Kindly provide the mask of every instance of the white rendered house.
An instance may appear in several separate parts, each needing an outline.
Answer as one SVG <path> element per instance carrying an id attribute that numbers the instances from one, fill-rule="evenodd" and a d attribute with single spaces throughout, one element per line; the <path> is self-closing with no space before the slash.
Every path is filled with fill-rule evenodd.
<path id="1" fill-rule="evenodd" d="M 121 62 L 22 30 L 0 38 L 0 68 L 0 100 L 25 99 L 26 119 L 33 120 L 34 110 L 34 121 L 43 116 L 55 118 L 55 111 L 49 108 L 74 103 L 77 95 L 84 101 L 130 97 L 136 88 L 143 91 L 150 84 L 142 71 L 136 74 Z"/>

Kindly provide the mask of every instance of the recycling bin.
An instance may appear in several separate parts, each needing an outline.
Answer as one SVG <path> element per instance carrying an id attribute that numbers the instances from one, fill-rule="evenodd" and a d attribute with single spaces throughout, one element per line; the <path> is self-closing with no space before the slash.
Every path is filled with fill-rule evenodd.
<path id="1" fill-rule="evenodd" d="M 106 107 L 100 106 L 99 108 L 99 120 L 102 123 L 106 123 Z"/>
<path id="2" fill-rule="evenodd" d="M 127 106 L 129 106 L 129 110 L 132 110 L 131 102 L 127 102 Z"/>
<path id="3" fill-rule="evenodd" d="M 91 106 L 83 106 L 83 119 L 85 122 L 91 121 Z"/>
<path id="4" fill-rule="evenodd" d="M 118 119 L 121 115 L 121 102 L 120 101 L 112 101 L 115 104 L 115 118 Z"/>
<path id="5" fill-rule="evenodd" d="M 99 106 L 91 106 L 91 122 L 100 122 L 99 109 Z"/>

------------------------------------------------

* WHAT TO PRODUCE
Convert all the rows above into a two-column CSV with the header columns instruction and output, one CSV line per row. Put each row's full text and its answer in one double-quoted field each, with line breaks replaced by spaces.

* RESULT FOR THIS TASK
instruction,output
"Kindly provide the mask of every instance of the white rendered house. An instance may appear in several separate parts, each needing an outline. Answer as one SVG <path> element per instance carrying an id attribute that numbers the instances from one, fill-rule=""evenodd"" and a d attribute with single spaces throughout, one element per line; the <path> is self-closing with no space before the slash. Every path is filled with fill-rule evenodd.","<path id=""1"" fill-rule=""evenodd"" d=""M 121 62 L 22 30 L 0 38 L 0 68 L 0 100 L 25 99 L 26 119 L 33 120 L 34 110 L 34 121 L 43 116 L 55 118 L 55 111 L 49 108 L 74 103 L 77 95 L 84 101 L 130 97 L 136 88 L 143 91 L 150 84 L 142 71 L 136 74 Z""/>"
"Kindly provide the mask of every instance of the recycling bin. An instance may appear in several separate parts, each needing an outline. Answer as one SVG <path> element per instance carrying an id attribute that numbers the instances from one, fill-rule=""evenodd"" and a d attribute with single spaces throughout, one element per line; the <path> is self-closing with no space before the slash. Every path is filled with fill-rule evenodd.","<path id=""1"" fill-rule=""evenodd"" d=""M 106 107 L 100 106 L 99 108 L 99 120 L 102 123 L 106 123 Z""/> <path id=""2"" fill-rule=""evenodd"" d=""M 127 106 L 129 106 L 129 110 L 132 110 L 131 102 L 127 102 Z""/> <path id=""3"" fill-rule=""evenodd"" d=""M 91 106 L 83 106 L 83 119 L 85 122 L 91 121 Z""/> <path id=""4"" fill-rule=""evenodd"" d=""M 118 119 L 121 115 L 121 102 L 120 101 L 112 101 L 115 104 L 115 118 Z""/> <path id=""5"" fill-rule=""evenodd"" d=""M 99 106 L 91 106 L 91 122 L 100 122 L 99 109 Z""/>"